Temps réel : MIRROR et l’avenir du cinéma VR
P. Z. – Chez Atlas V, MIRROR fait partie des projets les plus ambitieux techniquement, peut-être avec LIGHTS de Julien Mokrani. C’est pour ça qu’on ne pouvait pas tout produire immédiatement, c’est un budget important pour la VR. Le premier épisode de MIRROR a été pensé avec cette problématique industrielle, pour ne pas faire un prototype que nous aurions jeté ensuite. Chaque asset 3D, chaque image, les intentions sont celles que nous allons utiliser pour les 2 prochains épisodes. C’est avec MIRROR aussi que j’ai découvert le temps réel – et je l’ai beaucoup utilisé dans mes derniers films. Pour moi qui vient d’un mode de production plus classique, du live, du tournage physique, j’ai dû beaucoup apprendre sur la construction d’un projet avec les possibilités offertes par le temps réel. Non sans quelques doutes au départ, mais une fois le tournage mocap arrivé à Marseille, avec l’implication de Zita (Hanrot, rôle principal), j’ai compris toute l’efficacité du procédé ! Elle m’a fait complètement confiance lors de ces 3 jours de tournage. J’ai pu multiplié les prises, travaillé au plus près de ce que je voulais, avec des outils quasi futuristes. On a ainsi pu enregistré près de 150 expressions de Zita pour avoir autant de liberté en post-production ! C’est fascinant.
P. Z. – Toutes ces nouvelles possibilités, on les connaît désormais. Grâce à un casque VR, sur le plateau, je pouvais travailler avec Zita au plus près de ce qui avait été imaginé. Je voyais les décors dans lesquels elle progressait, la guidait – Et pour un réalisateur, c’est une vraie émotion de découvrir tout cela dès le tournage ! Elle avait évidemment des accessoires « en dur » pour mieux comprendre la scène, mais aussi des chaussures lestées pour mieux appréhender une autre gravité. La seule différence du temps réel, c’est que je me sens moins investi dans le montage, plus dans l’idée d’immersion du spectateur.

ENTRÉES RÉPERTORIÉES:
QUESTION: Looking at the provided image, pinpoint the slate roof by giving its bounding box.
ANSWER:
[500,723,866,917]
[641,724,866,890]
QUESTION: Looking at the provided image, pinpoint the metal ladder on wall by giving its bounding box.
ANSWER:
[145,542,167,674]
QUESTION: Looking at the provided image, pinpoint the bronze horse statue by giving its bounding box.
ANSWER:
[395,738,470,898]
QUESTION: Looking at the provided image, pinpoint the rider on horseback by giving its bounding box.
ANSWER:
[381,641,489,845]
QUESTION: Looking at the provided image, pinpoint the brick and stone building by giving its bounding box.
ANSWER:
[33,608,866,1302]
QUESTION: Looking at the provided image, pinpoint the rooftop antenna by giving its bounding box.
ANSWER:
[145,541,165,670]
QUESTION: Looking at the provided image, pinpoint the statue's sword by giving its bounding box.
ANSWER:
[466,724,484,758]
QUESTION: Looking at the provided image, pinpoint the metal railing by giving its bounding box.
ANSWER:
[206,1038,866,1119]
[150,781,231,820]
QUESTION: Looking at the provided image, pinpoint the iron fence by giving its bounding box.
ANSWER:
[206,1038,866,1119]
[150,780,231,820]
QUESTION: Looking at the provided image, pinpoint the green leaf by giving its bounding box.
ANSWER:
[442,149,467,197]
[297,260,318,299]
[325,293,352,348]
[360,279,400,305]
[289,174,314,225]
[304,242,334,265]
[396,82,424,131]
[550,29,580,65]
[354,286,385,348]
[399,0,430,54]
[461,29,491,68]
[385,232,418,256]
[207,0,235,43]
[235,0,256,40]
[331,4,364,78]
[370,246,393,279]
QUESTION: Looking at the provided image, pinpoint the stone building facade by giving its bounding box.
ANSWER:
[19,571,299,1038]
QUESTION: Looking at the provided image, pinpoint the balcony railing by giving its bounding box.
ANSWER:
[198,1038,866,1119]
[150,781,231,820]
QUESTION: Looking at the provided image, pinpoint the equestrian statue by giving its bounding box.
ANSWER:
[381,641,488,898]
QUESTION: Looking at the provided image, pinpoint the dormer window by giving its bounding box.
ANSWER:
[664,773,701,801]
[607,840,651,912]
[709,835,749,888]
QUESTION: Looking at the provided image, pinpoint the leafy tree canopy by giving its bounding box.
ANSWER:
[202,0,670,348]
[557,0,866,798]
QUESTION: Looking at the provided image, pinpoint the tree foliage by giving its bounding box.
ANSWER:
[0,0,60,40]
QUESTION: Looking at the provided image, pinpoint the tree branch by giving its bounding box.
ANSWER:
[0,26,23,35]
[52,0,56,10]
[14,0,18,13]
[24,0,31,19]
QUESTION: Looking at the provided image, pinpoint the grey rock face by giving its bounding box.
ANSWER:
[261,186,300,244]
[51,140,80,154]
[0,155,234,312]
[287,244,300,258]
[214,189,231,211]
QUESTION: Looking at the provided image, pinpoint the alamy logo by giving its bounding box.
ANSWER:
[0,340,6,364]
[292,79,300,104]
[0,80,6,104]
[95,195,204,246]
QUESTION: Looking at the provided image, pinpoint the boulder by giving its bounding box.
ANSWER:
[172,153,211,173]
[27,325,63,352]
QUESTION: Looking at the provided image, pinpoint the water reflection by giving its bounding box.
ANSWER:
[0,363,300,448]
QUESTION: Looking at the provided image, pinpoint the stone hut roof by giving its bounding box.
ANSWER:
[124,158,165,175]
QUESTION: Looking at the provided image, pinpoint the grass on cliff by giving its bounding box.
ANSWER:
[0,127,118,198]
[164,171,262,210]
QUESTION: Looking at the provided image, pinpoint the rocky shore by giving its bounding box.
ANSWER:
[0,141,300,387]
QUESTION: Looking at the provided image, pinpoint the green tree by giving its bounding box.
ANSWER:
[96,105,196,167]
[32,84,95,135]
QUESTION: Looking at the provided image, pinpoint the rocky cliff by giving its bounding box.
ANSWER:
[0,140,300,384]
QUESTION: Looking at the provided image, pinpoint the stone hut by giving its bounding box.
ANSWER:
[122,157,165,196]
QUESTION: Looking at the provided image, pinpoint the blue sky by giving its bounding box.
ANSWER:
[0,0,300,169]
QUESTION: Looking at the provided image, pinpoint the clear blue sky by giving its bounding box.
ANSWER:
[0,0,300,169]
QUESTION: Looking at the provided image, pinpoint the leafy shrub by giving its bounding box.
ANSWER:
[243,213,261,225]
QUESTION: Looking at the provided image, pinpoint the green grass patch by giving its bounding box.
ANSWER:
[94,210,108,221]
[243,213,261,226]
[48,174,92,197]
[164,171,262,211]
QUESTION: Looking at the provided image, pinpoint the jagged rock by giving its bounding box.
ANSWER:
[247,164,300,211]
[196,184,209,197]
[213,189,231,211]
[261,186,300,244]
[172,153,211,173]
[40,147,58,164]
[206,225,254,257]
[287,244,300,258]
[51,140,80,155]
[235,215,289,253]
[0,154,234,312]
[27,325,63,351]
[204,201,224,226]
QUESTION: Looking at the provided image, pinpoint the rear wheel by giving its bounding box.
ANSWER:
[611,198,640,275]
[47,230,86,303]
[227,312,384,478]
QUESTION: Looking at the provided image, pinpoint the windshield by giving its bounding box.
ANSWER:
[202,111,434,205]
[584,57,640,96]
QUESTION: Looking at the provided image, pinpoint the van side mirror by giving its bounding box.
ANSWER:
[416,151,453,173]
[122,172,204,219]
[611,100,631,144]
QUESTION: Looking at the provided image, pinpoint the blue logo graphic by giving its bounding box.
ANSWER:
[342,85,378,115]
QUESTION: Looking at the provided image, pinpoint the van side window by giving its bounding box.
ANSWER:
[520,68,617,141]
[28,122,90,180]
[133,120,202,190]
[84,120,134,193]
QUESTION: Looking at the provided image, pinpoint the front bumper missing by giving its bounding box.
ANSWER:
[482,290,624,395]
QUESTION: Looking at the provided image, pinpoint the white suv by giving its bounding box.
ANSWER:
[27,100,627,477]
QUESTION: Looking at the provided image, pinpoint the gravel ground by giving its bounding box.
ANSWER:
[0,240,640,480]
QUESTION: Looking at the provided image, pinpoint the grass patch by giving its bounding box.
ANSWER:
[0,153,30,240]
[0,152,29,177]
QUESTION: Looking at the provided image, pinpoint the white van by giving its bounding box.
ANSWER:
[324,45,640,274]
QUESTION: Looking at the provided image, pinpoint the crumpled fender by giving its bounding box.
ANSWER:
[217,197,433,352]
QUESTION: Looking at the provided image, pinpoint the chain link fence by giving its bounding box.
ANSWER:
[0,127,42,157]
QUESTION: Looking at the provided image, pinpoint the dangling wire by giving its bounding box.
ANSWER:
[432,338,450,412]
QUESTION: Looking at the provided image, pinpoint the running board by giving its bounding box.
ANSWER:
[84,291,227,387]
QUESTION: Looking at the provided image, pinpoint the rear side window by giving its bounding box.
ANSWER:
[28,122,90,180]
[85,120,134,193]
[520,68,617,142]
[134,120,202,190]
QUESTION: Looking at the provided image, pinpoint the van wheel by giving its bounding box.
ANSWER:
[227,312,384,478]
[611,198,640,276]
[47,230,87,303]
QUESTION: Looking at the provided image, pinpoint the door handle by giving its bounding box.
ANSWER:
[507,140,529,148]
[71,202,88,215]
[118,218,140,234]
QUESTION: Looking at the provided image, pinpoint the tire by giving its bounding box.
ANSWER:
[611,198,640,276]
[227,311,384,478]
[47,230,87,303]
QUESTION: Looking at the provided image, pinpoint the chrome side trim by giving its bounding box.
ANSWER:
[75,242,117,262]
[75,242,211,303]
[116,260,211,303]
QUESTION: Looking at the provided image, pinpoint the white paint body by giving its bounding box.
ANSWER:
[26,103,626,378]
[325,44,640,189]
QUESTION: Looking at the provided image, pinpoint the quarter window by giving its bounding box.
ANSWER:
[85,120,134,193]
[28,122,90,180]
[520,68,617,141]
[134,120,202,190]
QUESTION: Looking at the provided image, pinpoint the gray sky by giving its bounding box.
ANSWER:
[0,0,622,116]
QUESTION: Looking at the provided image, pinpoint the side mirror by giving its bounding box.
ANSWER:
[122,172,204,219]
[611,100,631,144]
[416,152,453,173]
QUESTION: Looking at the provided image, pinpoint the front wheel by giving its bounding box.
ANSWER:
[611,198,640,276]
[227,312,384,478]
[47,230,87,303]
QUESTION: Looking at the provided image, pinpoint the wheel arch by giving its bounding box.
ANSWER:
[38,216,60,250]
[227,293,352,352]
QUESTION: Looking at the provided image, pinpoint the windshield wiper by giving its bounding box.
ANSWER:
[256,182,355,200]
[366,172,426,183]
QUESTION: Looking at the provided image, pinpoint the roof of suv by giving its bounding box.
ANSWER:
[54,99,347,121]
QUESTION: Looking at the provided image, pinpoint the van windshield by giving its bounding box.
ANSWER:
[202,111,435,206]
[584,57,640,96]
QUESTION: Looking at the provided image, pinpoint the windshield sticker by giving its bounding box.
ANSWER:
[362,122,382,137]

ÉNONCÉ: Reprenez le passage sur MIRROR et le temps réel en VR à partir de sa dernière phrase, en gardant le même ton.

RÉPONSE:
Travailler le son : l’apport du compositeur sur MIRROR
P. Z. – J’ai eu beaucoup de chance d’être accompagné par Christopher Knight à la musique et au Sound design. Pendant le confinement, suite à nos échanges, il m’a livré quasiment tout la bande son de MIRROR, ce qui a donné une vraie consistance au film. On avait un temps envisagé d’en faire un film interactif, mais en réalité MIRROR est un film contemplatif, parfois un peu lent, mais où l’exploration se donne du temps. Le travail de Christopher a été dans ce sens, et confirme mon intention poétique.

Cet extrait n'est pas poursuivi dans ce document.